Er is dus weinig ruimte om te zeggen: ik ben geen leider; leiderschap opnemen: ik kan dat niet of wil dat niet. De bijbel roept ons op om dat te doen; we zijn allemaal als het ware als zonen en dochters werkzaam in het familiebedrijf, de zaak van ons Vader. En we hebben verantwoordelijkheid en kracht gekregen om die taak te vervullen. En ieder van ons staat sowieso in bepaalde autoriteitsrelaties, in situaties waar we goed leiderschap moeten tonen, als ouder, partner, verantwoordelijke op het werk, in een andere organisatie, en/of in de kerk.

::::::::::

**OPGAVEN**:
a - Neem uit de tekst over leiderschap letterlijk het gedeelte over van "Er is dus weinig" tot en met "in de kerk.".
b - Beantwoord aan de hand van de tekst over leiderschap:
(i) Als wie zijn we volgens de tekst werkzaam in het familiebedrijf?
(ii) Wat hebben we gekregen om die taak te vervullen?
(iii) In welke rollen en situaties moeten we goed leiderschap tonen?

**AANGELEVERDE GEGEVENS**:
::::::::::

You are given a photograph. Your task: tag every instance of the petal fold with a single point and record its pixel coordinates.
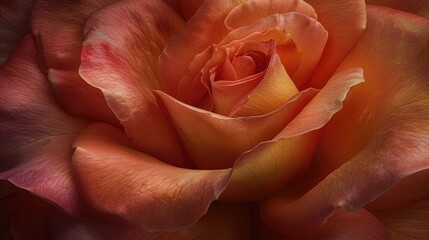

::::::::::

**ANTWOORDEN PER OPGAVE**:
a -
Er is dus weinig ruimte om te zeggen: ik ben geen leider; leiderschap opnemen: ik kan dat niet of wil dat niet. De bijbel roept ons op om dat te doen; we zijn allemaal als het ware als zonen en dochters werkzaam in het familiebedrijf, de zaak van ons Vader. En we hebben verantwoordelijkheid en kracht gekregen om die taak te vervullen. En ieder van ons staat sowieso in bepaalde autoriteitsrelaties, in situaties waar we goed leiderschap moeten tonen, als ouder, partner, verantwoordelijke op het werk, in een andere organisatie, en/of in de kerk.

b -
(i) Als zonen en dochters.
(ii) Verantwoordelijkheid en kracht.
(iii) Als ouder, partner, verantwoordelijke op het werk, in een andere organisatie en/of in de kerk.